WHAT THE TASK ASKS: Please put the lines of the listing into a JSON list of strings, one string per line, starting with the line containing "Query: building facade" and going on through the end of the listing, skipping blank lines. Leave the pictures out.

(Object position labeling listing)
#####
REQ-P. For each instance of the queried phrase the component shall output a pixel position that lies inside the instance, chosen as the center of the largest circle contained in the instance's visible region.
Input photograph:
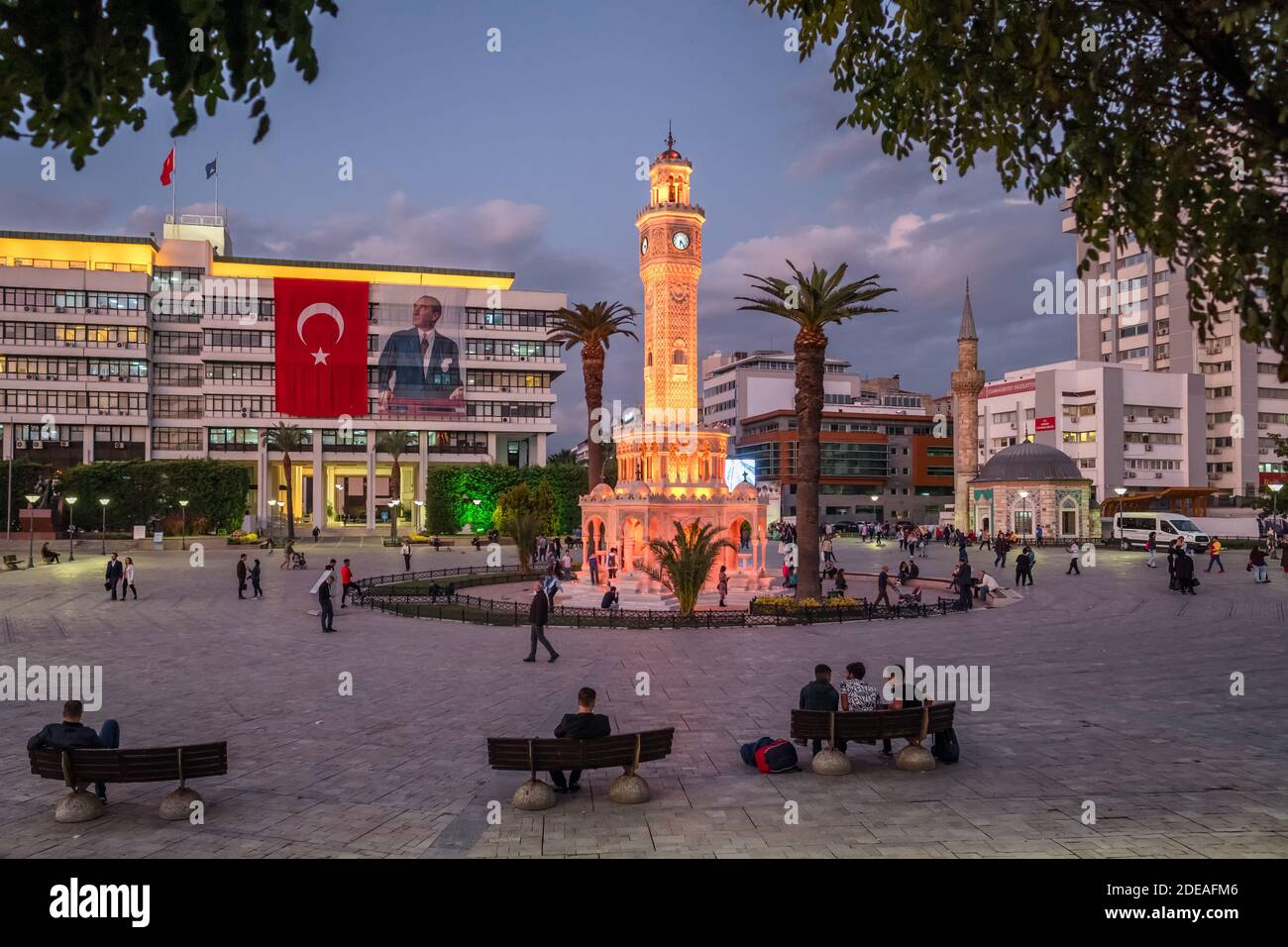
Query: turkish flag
(167, 167)
(321, 347)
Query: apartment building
(1122, 425)
(1138, 315)
(134, 348)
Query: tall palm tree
(287, 437)
(811, 302)
(394, 444)
(591, 328)
(686, 562)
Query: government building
(116, 348)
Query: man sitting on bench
(585, 724)
(72, 735)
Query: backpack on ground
(945, 748)
(748, 750)
(777, 757)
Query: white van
(1133, 530)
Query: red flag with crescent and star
(321, 347)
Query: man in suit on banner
(420, 368)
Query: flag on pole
(167, 167)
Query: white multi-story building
(1138, 313)
(1122, 425)
(91, 368)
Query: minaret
(967, 382)
(670, 230)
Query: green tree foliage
(146, 491)
(77, 71)
(686, 561)
(1168, 116)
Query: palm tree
(811, 303)
(686, 562)
(591, 328)
(287, 437)
(394, 444)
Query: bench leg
(914, 758)
(78, 805)
(629, 789)
(535, 795)
(176, 805)
(831, 762)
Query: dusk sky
(524, 159)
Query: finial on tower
(967, 330)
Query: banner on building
(321, 347)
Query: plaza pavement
(1104, 686)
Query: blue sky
(524, 159)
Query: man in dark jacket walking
(72, 735)
(819, 694)
(539, 612)
(115, 570)
(585, 724)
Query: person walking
(1074, 554)
(539, 612)
(325, 608)
(128, 583)
(114, 575)
(1215, 554)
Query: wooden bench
(871, 725)
(77, 768)
(626, 750)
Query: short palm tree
(684, 564)
(394, 444)
(287, 437)
(811, 302)
(591, 328)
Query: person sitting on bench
(585, 724)
(72, 735)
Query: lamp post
(71, 527)
(103, 502)
(31, 530)
(1122, 539)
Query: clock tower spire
(670, 230)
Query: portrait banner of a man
(421, 338)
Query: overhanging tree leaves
(73, 71)
(1170, 118)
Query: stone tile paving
(1104, 686)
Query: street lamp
(71, 527)
(31, 528)
(104, 501)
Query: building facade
(1134, 309)
(133, 348)
(1122, 427)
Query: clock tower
(670, 230)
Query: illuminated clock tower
(670, 230)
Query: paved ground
(1104, 688)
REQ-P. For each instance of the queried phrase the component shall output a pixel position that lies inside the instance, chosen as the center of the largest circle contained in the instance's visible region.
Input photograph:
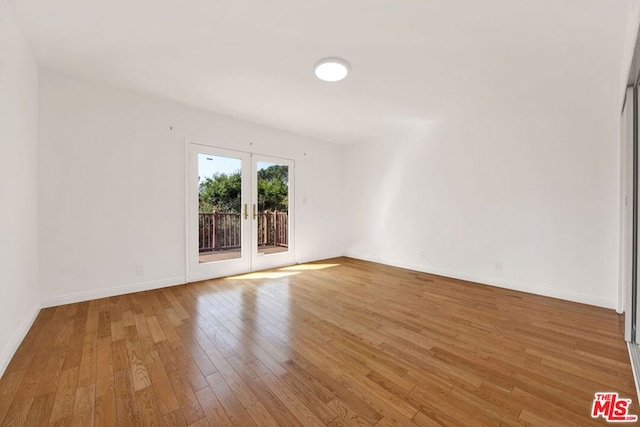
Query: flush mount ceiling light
(332, 69)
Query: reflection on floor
(235, 253)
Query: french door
(240, 215)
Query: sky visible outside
(209, 164)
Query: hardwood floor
(339, 342)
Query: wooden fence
(220, 231)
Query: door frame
(249, 225)
(265, 261)
(195, 270)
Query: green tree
(273, 188)
(223, 192)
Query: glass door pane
(219, 195)
(273, 207)
(219, 208)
#####
OUTPUT OF THE TASK:
[
  "Query: building facade",
  "(1134, 309)",
  "(133, 348)",
  "(1122, 427)",
  "Query: clock tower",
  "(670, 230)",
  "Query: illuminated clock tower",
  "(670, 230)",
  "Query: paved ground",
  "(1104, 688)",
  "REQ-P. For each instance of the queried phrase the component shall output a pixel position that lies inside the instance, chosen as the center of the largest circle contained in the instance's visible region.",
  "Input photograph:",
  "Query: flush mount ceiling light",
  "(332, 69)",
  "Query: reflection on floor",
  "(235, 253)",
  "Query: french door",
  "(240, 215)",
  "Query: sky visible outside",
  "(209, 164)",
  "Query: hardwood floor",
  "(339, 342)",
  "Query: wooden fence",
  "(220, 231)",
  "Query: door frame",
  "(249, 225)",
  "(265, 261)",
  "(195, 270)",
  "Query: green tree",
  "(273, 188)",
  "(223, 192)",
  "Query: glass door pane",
  "(219, 195)",
  "(273, 207)",
  "(219, 208)"
]